**TEXT SECTION**
################

*Ping^1* [PATCH v3] ipa-cp: Fix PGO regression caused by r278808

2020-03-03 Thread luoxhu
Hi Honza,

The performance regression still exists. For exchange2, the performance
is about 28% slower for option:
"-fprofile-generate/-fprofile-use --param ipa-cp-eval-threshold=0 --param 
ipa-cp-unit-growth=80 -fno-inline".

r278808:
commit ad06966f6677d55c11214d9c7b6d5518f915e341
Author: hubicka 
Date:   Thu Nov 28 14:16:29 2019 +

* ipa-cp.c (update_profiling_info): Fix scaling.


Fix v3 patch and logs are here:
https://gcc.gnu.org/ml/gcc-patches/2020-01/msg00764.html


Thanks
Xionghu

On 2020/1/14 14:45, luoxhu wrote:
> Hi,
> 
> On 2020/1/3 00:58, Jan Hubicka wrote:
>>> diff --git a/gcc/ipa-cp.c b/gcc/ipa-cp.c
>>> index 14064ae0034..947bf7c7199 100644
>>> --- a/gcc/ipa-cp.c
>>> +++ b/gcc/ipa-cp.c
>>> @@ -4272,6 +4272,31 @@ update_profiling_info (struct cgraph_node 
>>> *orig_node,
>>>     false);
>>>     new_sum = stats.count_sum;
>>> +  class ipa_node_params *info = IPA_NODE_REF (orig_node);
>>> +  if (info && info->node_is_self_scc)
>>> +    {
>>> +  profile_count self_recursive_count;
>>> +
>>> +  /* The self recursive edge is on the orig_node.  */
>>> +  for (cs = orig_node->callees; cs; cs = cs->next_callee)
>>> +    if (ipa_edge_within_scc (cs))
>>> +  {
>>> +    cgraph_node *callee = cs->callee->function_symbol ();
>>> +    if (callee && cs->caller == cs->callee)
>>> +  {
>>> +    self_recursive_count = cs->count;
>>> +    break;
>>> +  }
>>> +  }
>>
>> What happens here when there are multiple self recursive calls or when
>> the SCC has two mutually recursive functions?
>>
>> I am still confused by the logic of this function.  I will take a deeper
>> look at your previous email.
>>> +
>>> +  /* Proportion count for self recursive node from all callers.  */
>>> +  new_sum
>>> +    = (orig_sum + new_sum).apply_scale (self_recursive_count, orig_sum);
>>> +
>>> +  /* Proportion count for specialized cloned node.  */
>>> +  new_sum = new_sum.apply_scale (1, param_ipa_cp_max_recursive_depth);
>>> +    }
>>> +
>>>     if (orig_node_count < orig_sum + new_sum)

################

**DATASET CONTENT**
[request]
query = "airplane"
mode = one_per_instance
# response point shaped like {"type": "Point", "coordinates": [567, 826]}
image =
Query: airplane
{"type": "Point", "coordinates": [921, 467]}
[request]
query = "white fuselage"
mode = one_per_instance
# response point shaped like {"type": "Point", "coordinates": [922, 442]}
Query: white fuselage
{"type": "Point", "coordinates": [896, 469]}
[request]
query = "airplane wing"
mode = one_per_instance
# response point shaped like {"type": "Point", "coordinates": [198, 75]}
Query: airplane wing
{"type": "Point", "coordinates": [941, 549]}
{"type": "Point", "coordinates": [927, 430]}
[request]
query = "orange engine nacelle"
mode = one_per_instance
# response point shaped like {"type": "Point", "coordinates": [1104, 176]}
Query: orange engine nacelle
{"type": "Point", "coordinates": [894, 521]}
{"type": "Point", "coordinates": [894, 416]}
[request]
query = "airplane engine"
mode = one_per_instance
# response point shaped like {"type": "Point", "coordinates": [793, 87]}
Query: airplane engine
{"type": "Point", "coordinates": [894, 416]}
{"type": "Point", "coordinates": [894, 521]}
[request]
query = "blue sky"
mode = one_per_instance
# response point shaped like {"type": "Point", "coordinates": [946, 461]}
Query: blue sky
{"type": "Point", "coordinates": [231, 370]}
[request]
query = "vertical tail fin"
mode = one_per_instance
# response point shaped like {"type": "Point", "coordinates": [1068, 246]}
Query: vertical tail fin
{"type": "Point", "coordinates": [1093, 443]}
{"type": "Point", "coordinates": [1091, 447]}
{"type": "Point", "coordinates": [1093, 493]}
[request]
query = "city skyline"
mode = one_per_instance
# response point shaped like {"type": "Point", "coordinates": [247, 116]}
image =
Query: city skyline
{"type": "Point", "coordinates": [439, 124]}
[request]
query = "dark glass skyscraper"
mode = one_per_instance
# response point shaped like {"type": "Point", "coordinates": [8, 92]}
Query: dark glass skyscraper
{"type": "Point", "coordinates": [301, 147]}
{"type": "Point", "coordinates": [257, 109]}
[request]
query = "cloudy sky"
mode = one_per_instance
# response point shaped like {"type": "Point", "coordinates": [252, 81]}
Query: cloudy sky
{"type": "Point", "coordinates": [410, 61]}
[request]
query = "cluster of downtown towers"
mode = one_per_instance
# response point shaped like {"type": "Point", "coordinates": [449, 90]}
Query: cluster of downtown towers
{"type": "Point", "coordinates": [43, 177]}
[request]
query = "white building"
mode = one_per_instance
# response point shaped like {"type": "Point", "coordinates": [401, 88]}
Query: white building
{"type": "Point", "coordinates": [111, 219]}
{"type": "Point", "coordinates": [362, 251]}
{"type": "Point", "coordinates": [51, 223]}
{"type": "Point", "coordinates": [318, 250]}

################

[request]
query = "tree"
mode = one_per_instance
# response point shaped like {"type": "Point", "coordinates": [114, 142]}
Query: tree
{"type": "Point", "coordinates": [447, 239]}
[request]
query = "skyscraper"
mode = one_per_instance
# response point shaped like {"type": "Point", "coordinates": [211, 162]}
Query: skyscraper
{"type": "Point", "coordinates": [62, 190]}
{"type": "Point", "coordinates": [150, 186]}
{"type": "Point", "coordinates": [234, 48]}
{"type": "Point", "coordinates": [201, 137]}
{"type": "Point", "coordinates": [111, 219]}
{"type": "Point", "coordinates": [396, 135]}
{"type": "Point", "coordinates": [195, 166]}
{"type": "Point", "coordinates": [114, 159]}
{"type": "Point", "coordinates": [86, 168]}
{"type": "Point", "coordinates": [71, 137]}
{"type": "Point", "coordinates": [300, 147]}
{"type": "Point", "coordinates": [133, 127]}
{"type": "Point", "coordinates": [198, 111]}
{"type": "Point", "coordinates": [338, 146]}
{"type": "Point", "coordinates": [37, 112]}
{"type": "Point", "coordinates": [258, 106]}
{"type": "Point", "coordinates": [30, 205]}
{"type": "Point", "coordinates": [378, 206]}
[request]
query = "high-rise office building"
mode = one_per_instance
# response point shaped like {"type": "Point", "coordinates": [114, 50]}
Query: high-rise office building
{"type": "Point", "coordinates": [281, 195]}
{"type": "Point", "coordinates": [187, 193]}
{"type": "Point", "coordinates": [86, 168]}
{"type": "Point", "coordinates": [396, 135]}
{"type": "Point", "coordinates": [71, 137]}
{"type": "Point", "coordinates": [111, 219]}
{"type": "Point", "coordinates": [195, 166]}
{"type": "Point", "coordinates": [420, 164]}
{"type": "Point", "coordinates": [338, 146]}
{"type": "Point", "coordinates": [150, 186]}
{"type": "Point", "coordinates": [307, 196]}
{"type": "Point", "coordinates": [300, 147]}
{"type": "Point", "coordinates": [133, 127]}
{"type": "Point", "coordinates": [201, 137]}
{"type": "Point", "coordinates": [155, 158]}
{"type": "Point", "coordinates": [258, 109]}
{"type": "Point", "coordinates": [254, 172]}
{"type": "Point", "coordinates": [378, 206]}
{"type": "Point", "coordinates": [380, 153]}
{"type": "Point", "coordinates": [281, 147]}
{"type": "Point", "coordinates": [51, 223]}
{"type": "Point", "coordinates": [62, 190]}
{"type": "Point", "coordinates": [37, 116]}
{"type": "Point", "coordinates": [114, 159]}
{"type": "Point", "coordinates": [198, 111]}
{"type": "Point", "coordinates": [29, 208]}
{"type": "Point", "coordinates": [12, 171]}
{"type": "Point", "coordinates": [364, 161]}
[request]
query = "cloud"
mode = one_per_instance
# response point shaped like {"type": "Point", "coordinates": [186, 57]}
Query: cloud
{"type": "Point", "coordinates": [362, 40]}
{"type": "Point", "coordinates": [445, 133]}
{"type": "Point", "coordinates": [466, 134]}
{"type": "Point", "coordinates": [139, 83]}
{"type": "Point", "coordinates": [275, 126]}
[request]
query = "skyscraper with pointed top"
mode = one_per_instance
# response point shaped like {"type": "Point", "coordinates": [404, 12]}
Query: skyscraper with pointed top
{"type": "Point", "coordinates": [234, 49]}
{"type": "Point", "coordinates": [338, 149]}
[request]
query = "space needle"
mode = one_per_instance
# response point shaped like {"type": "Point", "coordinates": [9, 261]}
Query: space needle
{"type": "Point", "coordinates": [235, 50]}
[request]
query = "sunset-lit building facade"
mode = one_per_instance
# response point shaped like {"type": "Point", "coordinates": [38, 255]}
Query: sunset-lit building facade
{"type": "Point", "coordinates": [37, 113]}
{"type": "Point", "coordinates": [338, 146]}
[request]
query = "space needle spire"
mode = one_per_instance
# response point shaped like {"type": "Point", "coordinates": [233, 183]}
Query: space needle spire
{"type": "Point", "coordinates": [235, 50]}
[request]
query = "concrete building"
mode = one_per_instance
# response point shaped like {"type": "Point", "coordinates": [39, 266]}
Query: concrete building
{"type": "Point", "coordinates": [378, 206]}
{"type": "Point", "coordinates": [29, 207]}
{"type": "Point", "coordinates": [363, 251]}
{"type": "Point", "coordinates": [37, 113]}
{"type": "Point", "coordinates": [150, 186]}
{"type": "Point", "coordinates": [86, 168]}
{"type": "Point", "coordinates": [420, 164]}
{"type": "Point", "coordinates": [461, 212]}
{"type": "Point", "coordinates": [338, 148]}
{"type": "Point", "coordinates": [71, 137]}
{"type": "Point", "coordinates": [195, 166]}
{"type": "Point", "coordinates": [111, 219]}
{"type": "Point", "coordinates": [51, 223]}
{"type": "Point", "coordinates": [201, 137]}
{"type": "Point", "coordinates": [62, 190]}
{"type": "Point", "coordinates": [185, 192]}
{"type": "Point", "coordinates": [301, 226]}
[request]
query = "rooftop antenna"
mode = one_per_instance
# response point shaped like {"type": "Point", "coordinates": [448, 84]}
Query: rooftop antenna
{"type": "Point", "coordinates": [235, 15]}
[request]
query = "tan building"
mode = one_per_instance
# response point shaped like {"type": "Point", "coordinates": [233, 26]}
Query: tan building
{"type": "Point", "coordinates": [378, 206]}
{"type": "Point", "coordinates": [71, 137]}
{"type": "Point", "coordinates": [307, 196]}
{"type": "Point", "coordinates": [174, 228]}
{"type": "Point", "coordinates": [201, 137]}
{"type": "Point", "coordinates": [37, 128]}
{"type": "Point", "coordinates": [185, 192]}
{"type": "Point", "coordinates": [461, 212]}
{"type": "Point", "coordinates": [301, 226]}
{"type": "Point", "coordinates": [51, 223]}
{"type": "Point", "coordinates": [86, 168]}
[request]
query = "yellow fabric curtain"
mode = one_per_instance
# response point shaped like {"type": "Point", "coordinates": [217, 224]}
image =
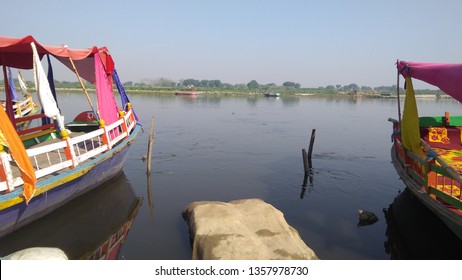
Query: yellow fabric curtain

################

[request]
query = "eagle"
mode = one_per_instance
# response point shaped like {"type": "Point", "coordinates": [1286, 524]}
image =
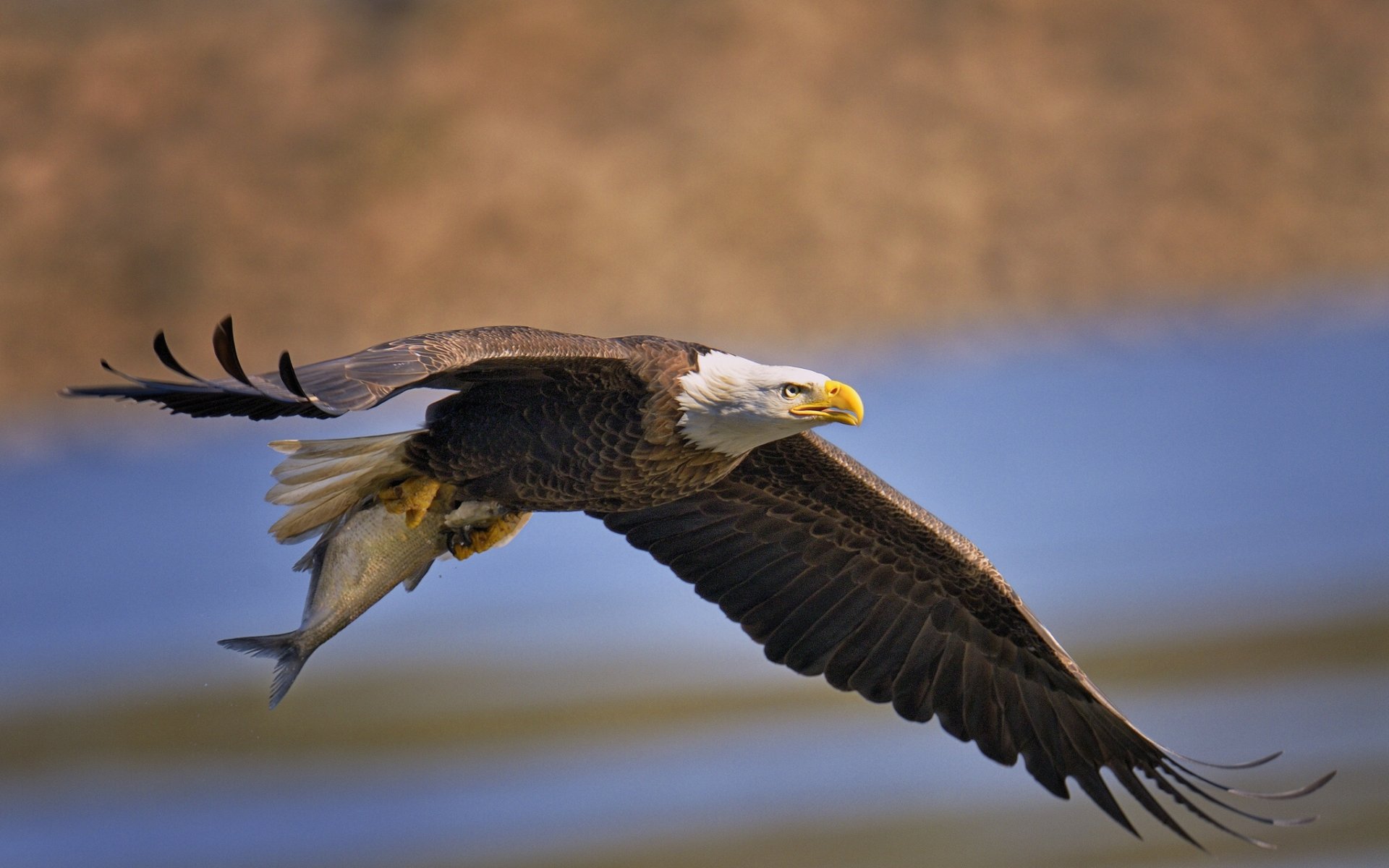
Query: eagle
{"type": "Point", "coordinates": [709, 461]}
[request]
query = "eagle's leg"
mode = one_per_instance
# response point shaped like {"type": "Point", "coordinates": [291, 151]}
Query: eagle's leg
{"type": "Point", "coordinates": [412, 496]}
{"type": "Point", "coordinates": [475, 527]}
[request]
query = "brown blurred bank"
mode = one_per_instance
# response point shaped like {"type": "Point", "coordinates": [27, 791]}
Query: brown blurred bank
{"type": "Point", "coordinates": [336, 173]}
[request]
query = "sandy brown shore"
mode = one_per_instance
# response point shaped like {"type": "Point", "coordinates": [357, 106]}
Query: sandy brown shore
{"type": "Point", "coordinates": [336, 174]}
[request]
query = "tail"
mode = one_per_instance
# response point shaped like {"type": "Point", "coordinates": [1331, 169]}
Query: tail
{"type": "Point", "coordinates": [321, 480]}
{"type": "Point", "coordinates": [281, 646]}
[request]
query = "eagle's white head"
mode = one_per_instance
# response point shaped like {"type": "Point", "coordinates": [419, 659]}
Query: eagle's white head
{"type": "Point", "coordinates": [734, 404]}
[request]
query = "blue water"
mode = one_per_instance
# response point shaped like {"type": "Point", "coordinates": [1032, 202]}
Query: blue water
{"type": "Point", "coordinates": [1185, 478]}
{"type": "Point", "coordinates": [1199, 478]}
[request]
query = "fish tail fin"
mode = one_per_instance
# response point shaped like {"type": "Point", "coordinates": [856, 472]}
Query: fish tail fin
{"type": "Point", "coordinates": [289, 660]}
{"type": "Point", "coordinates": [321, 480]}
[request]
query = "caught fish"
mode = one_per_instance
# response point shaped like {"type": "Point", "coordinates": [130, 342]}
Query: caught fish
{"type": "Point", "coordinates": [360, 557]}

################

**PROBLEM STATEMENT**
Quote the stretch of the patch thread from "2020-03-03 Thread luoxhu" through "(update_profiling_info): Fix scaling.". The data plays no role in this work.

**SOLUTION TO THE PROBLEM**
2020-03-03 Thread luoxhu
Hi Honza,

The performance regression still exists. For exchange2, the performance
is about 28% slower for option:
"-fprofile-generate/-fprofile-use --param ipa-cp-eval-threshold=0 --param 
ipa-cp-unit-growth=80 -fno-inline".

r278808:
commit ad06966f6677d55c11214d9c7b6d5518f915e341
Author: hubicka 
Date:   Thu Nov 28 14:16:29 2019 +

* ipa-cp.c (update_profiling_info): Fix scaling.